Update the listing from the line with "eye -> outlines;" through the end, swapping "instance" for "object" and leaving everything else unchanged. Leave the picture out of your answer.

Input rows –
....................
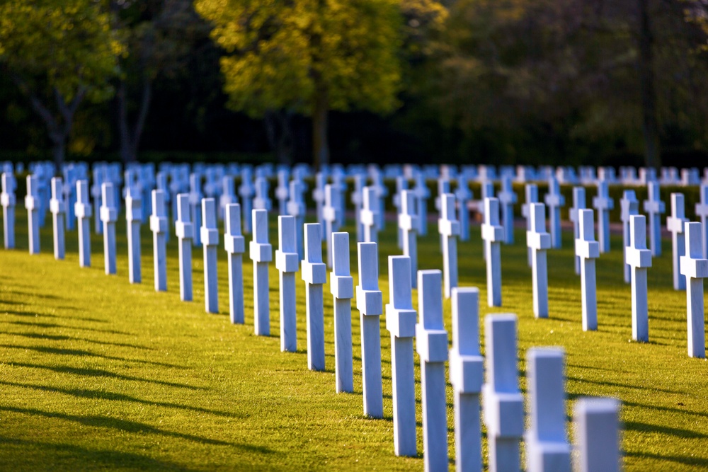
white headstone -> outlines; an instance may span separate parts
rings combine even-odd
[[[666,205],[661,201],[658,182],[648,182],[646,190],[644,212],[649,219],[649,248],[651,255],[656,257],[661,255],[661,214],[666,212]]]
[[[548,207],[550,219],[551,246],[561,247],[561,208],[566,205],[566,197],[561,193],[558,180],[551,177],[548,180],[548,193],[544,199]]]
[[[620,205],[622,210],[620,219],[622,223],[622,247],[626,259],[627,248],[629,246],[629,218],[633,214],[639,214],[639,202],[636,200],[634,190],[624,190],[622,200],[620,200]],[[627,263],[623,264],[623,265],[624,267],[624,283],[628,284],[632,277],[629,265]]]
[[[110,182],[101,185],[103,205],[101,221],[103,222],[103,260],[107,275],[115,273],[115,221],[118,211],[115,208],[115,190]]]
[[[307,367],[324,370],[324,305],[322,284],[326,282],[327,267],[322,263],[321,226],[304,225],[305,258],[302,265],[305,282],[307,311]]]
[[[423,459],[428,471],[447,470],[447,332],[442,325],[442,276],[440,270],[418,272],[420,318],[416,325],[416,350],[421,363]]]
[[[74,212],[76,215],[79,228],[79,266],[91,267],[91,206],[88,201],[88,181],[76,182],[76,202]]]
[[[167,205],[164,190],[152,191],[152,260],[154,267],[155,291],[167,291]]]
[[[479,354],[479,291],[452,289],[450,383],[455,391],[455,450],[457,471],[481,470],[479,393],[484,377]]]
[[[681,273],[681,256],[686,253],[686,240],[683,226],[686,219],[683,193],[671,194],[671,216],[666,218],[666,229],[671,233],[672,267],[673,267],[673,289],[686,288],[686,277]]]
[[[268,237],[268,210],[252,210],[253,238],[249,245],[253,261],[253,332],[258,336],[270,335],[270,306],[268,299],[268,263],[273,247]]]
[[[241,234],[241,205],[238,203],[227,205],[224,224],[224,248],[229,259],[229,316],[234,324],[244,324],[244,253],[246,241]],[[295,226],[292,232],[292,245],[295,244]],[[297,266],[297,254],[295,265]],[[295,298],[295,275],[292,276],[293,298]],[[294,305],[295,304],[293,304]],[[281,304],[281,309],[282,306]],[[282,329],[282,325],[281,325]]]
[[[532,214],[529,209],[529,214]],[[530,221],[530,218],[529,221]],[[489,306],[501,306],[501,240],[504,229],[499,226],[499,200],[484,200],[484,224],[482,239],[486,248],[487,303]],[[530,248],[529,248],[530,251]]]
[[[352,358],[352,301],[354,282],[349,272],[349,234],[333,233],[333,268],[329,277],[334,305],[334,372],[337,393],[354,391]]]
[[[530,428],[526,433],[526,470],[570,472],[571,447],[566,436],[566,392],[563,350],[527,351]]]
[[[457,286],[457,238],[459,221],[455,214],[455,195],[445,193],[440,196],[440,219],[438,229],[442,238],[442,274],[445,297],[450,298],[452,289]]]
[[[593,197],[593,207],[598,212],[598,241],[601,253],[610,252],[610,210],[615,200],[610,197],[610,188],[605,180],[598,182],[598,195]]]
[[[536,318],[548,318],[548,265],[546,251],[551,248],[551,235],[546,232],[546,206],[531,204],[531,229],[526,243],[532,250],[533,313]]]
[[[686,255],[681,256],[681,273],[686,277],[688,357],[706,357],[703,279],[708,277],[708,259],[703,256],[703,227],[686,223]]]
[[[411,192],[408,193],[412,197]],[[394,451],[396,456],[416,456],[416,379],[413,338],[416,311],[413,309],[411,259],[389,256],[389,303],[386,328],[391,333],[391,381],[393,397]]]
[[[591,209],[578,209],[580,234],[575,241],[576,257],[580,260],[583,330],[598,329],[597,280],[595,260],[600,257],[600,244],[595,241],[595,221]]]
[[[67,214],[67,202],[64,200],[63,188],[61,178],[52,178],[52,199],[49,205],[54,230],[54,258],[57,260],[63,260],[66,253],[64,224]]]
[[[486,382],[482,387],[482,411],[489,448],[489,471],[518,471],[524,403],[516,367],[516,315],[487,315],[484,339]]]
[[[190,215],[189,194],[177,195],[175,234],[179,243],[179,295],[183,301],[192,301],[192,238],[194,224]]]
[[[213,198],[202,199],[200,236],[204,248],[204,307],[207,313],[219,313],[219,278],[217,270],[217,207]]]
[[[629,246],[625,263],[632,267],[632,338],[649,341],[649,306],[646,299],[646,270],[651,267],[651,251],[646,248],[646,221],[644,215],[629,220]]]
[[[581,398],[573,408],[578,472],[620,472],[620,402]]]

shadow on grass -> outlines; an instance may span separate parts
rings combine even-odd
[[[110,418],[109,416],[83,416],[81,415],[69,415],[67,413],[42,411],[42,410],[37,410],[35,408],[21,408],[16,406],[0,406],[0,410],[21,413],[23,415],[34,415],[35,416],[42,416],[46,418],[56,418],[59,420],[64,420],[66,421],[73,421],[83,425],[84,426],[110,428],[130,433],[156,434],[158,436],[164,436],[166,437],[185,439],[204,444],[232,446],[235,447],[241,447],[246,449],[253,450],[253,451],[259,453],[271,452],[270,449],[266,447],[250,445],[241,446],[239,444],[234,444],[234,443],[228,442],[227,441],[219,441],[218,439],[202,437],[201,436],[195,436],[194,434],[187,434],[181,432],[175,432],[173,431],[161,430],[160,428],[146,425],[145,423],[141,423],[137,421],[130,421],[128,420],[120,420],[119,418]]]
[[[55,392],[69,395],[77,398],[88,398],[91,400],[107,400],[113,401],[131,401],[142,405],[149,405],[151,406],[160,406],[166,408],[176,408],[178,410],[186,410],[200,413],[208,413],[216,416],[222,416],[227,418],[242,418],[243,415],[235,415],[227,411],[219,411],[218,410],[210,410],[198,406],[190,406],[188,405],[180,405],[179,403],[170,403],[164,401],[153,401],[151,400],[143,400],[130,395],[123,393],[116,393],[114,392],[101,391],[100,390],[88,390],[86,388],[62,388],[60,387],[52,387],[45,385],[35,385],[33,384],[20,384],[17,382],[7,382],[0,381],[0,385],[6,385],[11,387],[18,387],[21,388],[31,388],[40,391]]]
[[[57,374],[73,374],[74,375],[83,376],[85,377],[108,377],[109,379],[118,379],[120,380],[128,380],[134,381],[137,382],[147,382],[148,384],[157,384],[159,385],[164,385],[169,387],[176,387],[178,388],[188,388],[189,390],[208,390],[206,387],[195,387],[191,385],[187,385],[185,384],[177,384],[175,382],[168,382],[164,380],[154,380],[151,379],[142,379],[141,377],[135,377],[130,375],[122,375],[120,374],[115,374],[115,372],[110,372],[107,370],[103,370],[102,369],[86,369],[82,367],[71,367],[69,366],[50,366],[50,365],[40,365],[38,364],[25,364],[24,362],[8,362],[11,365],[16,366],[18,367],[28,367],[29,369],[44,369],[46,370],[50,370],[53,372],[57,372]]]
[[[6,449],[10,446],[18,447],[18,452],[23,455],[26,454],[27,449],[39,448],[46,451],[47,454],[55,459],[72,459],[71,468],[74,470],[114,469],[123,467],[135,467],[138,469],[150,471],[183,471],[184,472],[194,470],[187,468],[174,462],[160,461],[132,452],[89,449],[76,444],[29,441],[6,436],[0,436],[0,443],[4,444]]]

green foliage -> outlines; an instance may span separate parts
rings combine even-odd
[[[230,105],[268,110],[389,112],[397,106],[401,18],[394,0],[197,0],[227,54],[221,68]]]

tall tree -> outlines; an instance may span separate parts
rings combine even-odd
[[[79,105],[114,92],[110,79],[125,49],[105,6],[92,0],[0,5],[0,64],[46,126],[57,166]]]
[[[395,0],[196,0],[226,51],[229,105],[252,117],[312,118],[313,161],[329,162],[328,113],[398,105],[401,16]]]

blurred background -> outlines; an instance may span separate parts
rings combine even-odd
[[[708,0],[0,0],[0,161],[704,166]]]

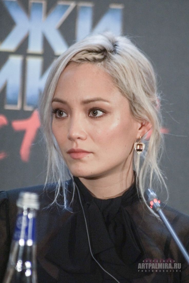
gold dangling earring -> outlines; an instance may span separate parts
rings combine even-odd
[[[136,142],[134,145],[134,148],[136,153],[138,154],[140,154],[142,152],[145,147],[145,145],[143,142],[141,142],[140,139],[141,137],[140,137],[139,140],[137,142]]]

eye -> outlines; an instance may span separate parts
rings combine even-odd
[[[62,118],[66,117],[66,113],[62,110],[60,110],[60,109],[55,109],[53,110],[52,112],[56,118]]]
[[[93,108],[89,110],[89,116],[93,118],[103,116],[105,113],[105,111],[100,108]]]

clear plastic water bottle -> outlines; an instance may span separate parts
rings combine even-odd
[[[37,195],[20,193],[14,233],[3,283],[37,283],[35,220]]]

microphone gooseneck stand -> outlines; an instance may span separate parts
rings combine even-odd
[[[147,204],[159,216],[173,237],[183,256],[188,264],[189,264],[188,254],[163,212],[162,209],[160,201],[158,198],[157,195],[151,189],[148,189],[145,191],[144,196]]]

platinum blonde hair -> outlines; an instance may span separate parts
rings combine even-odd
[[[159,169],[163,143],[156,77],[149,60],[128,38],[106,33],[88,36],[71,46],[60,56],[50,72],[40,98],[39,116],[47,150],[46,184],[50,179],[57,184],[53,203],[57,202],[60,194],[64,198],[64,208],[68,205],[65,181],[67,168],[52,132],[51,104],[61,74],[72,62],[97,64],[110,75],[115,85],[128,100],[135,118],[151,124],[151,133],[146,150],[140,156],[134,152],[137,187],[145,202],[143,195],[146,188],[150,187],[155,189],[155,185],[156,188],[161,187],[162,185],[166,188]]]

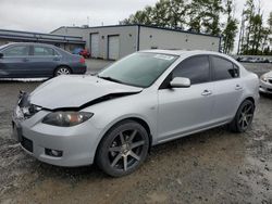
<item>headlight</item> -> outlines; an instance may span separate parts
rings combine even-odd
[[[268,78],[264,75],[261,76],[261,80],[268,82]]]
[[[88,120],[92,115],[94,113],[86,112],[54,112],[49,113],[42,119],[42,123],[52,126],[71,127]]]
....................
Answer to this task –
eye -> outlines; an object may span separate parts
rings combine even-odd
[[[62,118],[66,117],[66,113],[62,110],[60,110],[60,109],[55,109],[53,110],[52,112],[56,118]]]
[[[93,108],[89,110],[89,116],[93,118],[103,116],[105,113],[105,111],[100,108]]]

clear plastic water bottle -> outlines; an object may span separate parts
rings combine even-odd
[[[37,195],[20,193],[14,233],[3,283],[37,283],[35,220]]]

microphone gooseneck stand -> outlines; an object may span separate parts
rings combine even-odd
[[[147,204],[159,216],[173,237],[183,256],[188,264],[189,264],[188,254],[163,212],[162,209],[160,201],[158,198],[157,195],[151,189],[148,189],[145,191],[144,196]]]

platinum blonde hair -> outlines; an object may span separate parts
rings combine even-odd
[[[159,169],[163,143],[156,77],[149,60],[128,38],[106,33],[88,36],[71,46],[60,56],[50,72],[40,98],[39,116],[47,150],[46,184],[50,179],[57,184],[53,203],[57,202],[60,194],[64,198],[64,208],[68,205],[65,181],[67,168],[52,132],[51,104],[61,74],[72,62],[97,64],[110,75],[115,85],[128,100],[135,118],[151,124],[151,133],[146,150],[140,156],[134,152],[137,187],[145,202],[143,195],[146,188],[150,187],[155,189],[155,185],[156,188],[161,187],[162,185],[166,188]]]

<item>headlight</item> -> outlines; an object may span separate parts
rings combine even-odd
[[[268,78],[264,75],[261,76],[261,80],[268,82]]]
[[[88,120],[92,115],[94,113],[86,112],[54,112],[49,113],[42,119],[42,123],[52,126],[71,127]]]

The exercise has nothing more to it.